* [Texte extrait]:

Moment de crise et projet de long terme
L’équipement d’une salle en matériel (caméras, micros) nécessaire pour assurer de la visio coûte 6 000 euros pour un amphithéâtre, 500 à 1 000 euros pour une salle de TD. Cette visio demeure souvent pratiquée, même lorsque les cours reprennent en salle, afin de permettre aux étudiant-e-s qui n’ont pu revenir de suivre l’enseignement à distance (selon la formule du « co-modal »). De nombreux ordinateurs, caméras et autres micros ont dû être achetés pour fournir les moyens d’assurer et suivre les cours. La teneur des formations proposées par le SUP pointée plus haut rend également compte des moyens mobilisés pour assurer ce tournant numérique. Il s’appuie sur la mise à disposition de nouveaux outils [4], gratuite pour le personnel mais qui suppose l’achat de licences, ces outils étant développés en externe. Il a aussi fallu recruter ou former du personnel : trois des cinq ingénieures pédagogiques qui composent l’équipe sont spécialisées sur le numérique (les deux autres se focalisant sur la fameuse « approche par compétences ») [5].
De manière générale, les investissements ont été massifs : dès le début de l’été, 30 millions d’euros ont été mis sur la table par le gouvernement pour un appel à projet visant à développer l’« hybridation des formations de l’enseignement supérieur » en prévision de la rentrée [6]. On ne revient pas si facilement sur des évolutions de modes de fonctionnement et de travail que permettent (qui justifient ?) de telles dépenses d’argent…
Cette évolution est de fait pensée comme étant appelée à survivre à la période actuelle. Que la Direction du numérique soit placée au cœur de l’organisation de la rentrée de septembre 2002 augurait déjà cette orientation à l’UJM [7]. Le projet, baptisé « Hybridation Flexible (HyFlex) », vise à mobiliser l’enseignement à distance pour assurer la continuité pédagogique dans un contexte de crise sanitaire. Mais un de ses objectifs est de « lancer une réflexion globale sur la pérennisation de cet ensemble de dispositifs dans notre établissement (ou dans certaines composantes) ». La directrice du SUP affiche la même volonté de « pérenniser certaines pratiques pédagogiques », écartant les critiques que l’on aurait trop entendues pour « capitaliser » sur les « effets positifs » de l’enseignement à distance [8]. Début mars 2021, la Direction du numérique annonce un projet d’étude plus large sur « la dématérialisation à l’UJM » (DEMATUJM).

* [Consigne 1]:
Retranscrivez intégralement le texte sur le virage numérique de l'enseignement supérieur.

* [Entrées d'étiquetage de position d'objets]:

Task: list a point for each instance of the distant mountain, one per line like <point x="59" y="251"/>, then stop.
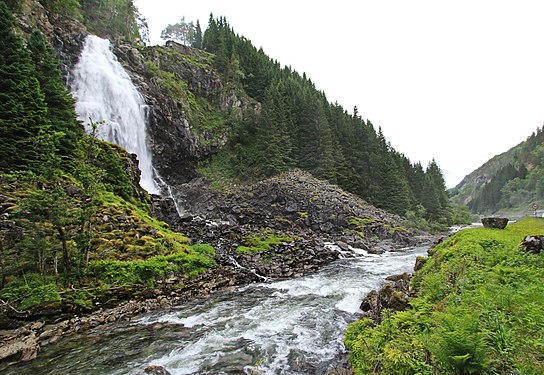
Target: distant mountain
<point x="511" y="182"/>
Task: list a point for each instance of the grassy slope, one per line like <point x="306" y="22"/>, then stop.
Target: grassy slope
<point x="478" y="310"/>
<point x="130" y="252"/>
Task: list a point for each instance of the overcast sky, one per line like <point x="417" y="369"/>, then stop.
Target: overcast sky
<point x="459" y="81"/>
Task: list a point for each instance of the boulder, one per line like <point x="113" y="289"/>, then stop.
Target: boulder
<point x="533" y="244"/>
<point x="495" y="222"/>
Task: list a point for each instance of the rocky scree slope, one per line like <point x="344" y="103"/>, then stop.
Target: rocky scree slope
<point x="284" y="226"/>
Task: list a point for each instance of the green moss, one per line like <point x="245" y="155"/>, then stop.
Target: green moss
<point x="263" y="241"/>
<point x="478" y="310"/>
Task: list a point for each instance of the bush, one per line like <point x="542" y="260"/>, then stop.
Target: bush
<point x="477" y="311"/>
<point x="30" y="291"/>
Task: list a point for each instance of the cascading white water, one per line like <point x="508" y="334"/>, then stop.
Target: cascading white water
<point x="286" y="327"/>
<point x="104" y="93"/>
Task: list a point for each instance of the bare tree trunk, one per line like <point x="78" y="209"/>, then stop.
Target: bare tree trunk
<point x="65" y="255"/>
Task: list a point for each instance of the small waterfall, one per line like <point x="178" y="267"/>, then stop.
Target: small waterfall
<point x="104" y="93"/>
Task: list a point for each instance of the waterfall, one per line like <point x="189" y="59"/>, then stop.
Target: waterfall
<point x="105" y="95"/>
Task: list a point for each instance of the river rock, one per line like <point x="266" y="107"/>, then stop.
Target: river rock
<point x="394" y="296"/>
<point x="156" y="370"/>
<point x="495" y="222"/>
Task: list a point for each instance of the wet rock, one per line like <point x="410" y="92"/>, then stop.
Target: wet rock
<point x="495" y="222"/>
<point x="342" y="245"/>
<point x="394" y="296"/>
<point x="420" y="262"/>
<point x="156" y="370"/>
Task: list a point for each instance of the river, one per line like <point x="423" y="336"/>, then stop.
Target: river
<point x="281" y="327"/>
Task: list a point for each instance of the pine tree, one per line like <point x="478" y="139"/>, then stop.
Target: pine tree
<point x="198" y="36"/>
<point x="274" y="143"/>
<point x="60" y="104"/>
<point x="23" y="111"/>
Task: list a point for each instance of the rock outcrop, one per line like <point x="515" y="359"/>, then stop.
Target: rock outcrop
<point x="394" y="296"/>
<point x="495" y="222"/>
<point x="533" y="244"/>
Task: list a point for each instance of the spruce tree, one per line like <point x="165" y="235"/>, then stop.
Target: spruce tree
<point x="23" y="111"/>
<point x="60" y="104"/>
<point x="274" y="142"/>
<point x="198" y="36"/>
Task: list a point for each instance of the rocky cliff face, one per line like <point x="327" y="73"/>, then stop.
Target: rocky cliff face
<point x="188" y="104"/>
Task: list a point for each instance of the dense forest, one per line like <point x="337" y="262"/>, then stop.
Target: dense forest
<point x="61" y="191"/>
<point x="297" y="127"/>
<point x="510" y="182"/>
<point x="60" y="188"/>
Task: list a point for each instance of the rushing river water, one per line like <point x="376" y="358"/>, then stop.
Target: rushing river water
<point x="284" y="327"/>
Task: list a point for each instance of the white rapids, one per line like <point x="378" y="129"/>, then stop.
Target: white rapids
<point x="105" y="95"/>
<point x="284" y="327"/>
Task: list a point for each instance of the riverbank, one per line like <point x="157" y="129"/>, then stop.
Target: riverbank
<point x="282" y="228"/>
<point x="290" y="326"/>
<point x="478" y="310"/>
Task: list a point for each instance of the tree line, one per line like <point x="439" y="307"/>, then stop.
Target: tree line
<point x="518" y="184"/>
<point x="297" y="127"/>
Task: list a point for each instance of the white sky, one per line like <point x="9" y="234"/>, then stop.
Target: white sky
<point x="460" y="81"/>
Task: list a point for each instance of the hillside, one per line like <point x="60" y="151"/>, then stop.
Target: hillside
<point x="79" y="235"/>
<point x="508" y="183"/>
<point x="474" y="308"/>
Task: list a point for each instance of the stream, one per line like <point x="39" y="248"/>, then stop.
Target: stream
<point x="281" y="327"/>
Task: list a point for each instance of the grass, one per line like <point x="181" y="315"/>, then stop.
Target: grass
<point x="478" y="311"/>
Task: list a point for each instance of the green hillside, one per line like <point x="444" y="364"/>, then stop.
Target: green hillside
<point x="477" y="311"/>
<point x="508" y="183"/>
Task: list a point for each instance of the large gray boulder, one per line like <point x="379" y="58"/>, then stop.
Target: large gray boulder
<point x="495" y="222"/>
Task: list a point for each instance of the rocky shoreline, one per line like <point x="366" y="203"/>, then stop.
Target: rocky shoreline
<point x="322" y="223"/>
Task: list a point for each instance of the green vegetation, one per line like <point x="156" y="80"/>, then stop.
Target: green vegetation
<point x="263" y="241"/>
<point x="74" y="222"/>
<point x="508" y="183"/>
<point x="296" y="127"/>
<point x="477" y="311"/>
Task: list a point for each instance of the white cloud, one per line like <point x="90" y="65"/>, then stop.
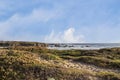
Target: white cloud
<point x="25" y="21"/>
<point x="67" y="36"/>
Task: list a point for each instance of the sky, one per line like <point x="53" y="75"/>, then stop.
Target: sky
<point x="60" y="21"/>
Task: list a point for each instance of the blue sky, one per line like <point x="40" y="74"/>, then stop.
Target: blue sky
<point x="60" y="20"/>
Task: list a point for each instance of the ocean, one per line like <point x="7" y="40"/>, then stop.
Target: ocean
<point x="85" y="46"/>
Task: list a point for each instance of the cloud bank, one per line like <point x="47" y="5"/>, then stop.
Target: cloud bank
<point x="67" y="36"/>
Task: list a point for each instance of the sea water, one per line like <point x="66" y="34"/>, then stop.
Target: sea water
<point x="86" y="46"/>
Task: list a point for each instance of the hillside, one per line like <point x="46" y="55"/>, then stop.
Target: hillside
<point x="33" y="61"/>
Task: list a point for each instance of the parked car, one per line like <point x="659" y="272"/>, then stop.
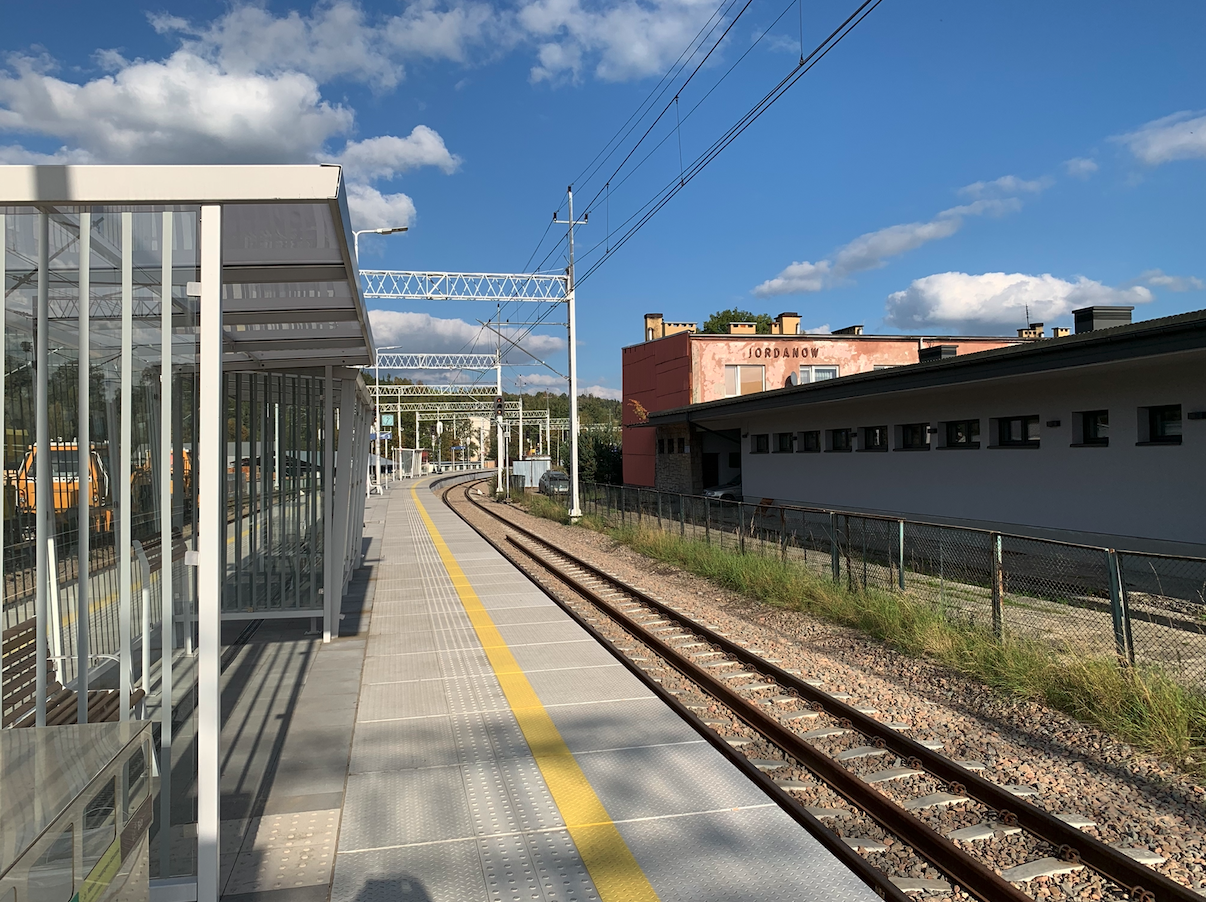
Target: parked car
<point x="554" y="482"/>
<point x="730" y="491"/>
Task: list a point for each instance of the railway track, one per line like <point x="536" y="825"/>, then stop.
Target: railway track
<point x="783" y="730"/>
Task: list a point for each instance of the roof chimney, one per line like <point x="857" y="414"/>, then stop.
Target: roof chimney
<point x="786" y="324"/>
<point x="936" y="352"/>
<point x="1101" y="317"/>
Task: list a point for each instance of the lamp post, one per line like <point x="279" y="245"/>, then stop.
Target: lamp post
<point x="376" y="368"/>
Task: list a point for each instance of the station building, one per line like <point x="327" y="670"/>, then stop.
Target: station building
<point x="675" y="364"/>
<point x="1098" y="437"/>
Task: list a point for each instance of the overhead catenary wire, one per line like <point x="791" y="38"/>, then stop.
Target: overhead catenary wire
<point x="663" y="197"/>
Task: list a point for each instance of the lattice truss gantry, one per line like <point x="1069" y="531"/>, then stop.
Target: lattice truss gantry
<point x="391" y="285"/>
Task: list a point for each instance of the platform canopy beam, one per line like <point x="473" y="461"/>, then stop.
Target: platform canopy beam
<point x="391" y="285"/>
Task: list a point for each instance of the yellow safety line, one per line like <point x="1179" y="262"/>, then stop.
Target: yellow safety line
<point x="615" y="872"/>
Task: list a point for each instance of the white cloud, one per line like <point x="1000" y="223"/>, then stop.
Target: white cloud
<point x="1006" y="185"/>
<point x="370" y="209"/>
<point x="1081" y="167"/>
<point x="625" y="39"/>
<point x="872" y="250"/>
<point x="1159" y="279"/>
<point x="387" y="156"/>
<point x="601" y="391"/>
<point x="996" y="302"/>
<point x="180" y="110"/>
<point x="1178" y="136"/>
<point x="431" y="334"/>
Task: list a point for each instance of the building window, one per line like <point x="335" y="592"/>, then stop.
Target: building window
<point x="743" y="380"/>
<point x="817" y="374"/>
<point x="1017" y="432"/>
<point x="1094" y="427"/>
<point x="874" y="438"/>
<point x="914" y="437"/>
<point x="1164" y="425"/>
<point x="841" y="440"/>
<point x="962" y="433"/>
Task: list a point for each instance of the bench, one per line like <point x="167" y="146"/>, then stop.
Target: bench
<point x="19" y="693"/>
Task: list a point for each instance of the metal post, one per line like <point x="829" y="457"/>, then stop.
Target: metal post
<point x="175" y="462"/>
<point x="210" y="531"/>
<point x="83" y="447"/>
<point x="44" y="510"/>
<point x="997" y="587"/>
<point x="124" y="522"/>
<point x="835" y="550"/>
<point x="572" y="333"/>
<point x="901" y="560"/>
<point x="1117" y="609"/>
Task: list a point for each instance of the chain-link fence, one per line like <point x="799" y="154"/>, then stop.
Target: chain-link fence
<point x="1142" y="608"/>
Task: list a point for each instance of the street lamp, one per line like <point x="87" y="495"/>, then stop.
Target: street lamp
<point x="376" y="369"/>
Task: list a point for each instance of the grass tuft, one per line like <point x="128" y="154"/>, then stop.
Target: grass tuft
<point x="1142" y="706"/>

* [Consigne 2]:
Comptez les lignes des enregistrements qui contiennent le mot « track », puis indiquez uniquement ce nombre.

* [Résultat attendu 1]:
Moment de crise et projet de long terme
L’équipement d’une salle en matériel (caméras, micros) nécessaire pour assurer de la visio coûte 6 000 euros pour un amphithéâtre, 500 à 1 000 euros pour une salle de TD. Cette visio demeure souvent pratiquée, même lorsque les cours reprennent en salle, afin de permettre aux étudiant-e-s qui n’ont pu revenir de suivre l’enseignement à distance (selon la formule du « co-modal »). De nombreux ordinateurs, caméras et autres micros ont dû être achetés pour fournir les moyens d’assurer et suivre les cours. La teneur des formations proposées par le SUP pointée plus haut rend également compte des moyens mobilisés pour assurer ce tournant numérique. Il s’appuie sur la mise à disposition de nouveaux outils [4], gratuite pour le personnel mais qui suppose l’achat de licences, ces outils étant développés en externe. Il a aussi fallu recruter ou former du personnel : trois des cinq ingénieures pédagogiques qui composent l’équipe sont spécialisées sur le numérique (les deux autres se focalisant sur la fameuse « approche par compétences ») [5].
De manière générale, les investissements ont été massifs : dès le début de l’été, 30 millions d’euros ont été mis sur la table par le gouvernement pour un appel à projet visant à développer l’« hybridation des formations de l’enseignement supérieur » en prévision de la rentrée [6]. On ne revient pas si facilement sur des évolutions de modes de fonctionnement et de travail que permettent (qui justifient ?) de telles dépenses d’argent…
Cette évolution est de fait pensée comme étant appelée à survivre à la période actuelle. Que la Direction du numérique soit placée au cœur de l’organisation de la rentrée de septembre 2002 augurait déjà cette orientation à l’UJM [7]. Le projet, baptisé « Hybridation Flexible (HyFlex) », vise à mobiliser l’enseignement à distance pour assurer la continuité pédagogique dans un contexte de crise sanitaire. Mais un de ses objectifs est de « lancer une réflexion globale sur la pérennisation de cet ensemble de dispositifs dans notre établissement (ou dans certaines composantes) ». La directrice du SUP affiche la même volonté de « pérenniser certaines pratiques pédagogiques », écartant les critiques que l’on aurait trop entendues pour « capitaliser » sur les « effets positifs » de l’enseignement à distance [8]. Début mars 2021, la Direction du numérique annonce un projet d’étude plus large sur « la dématérialisation à l’UJM » (DEMATUJM).

* [Résultat attendu 2]:
2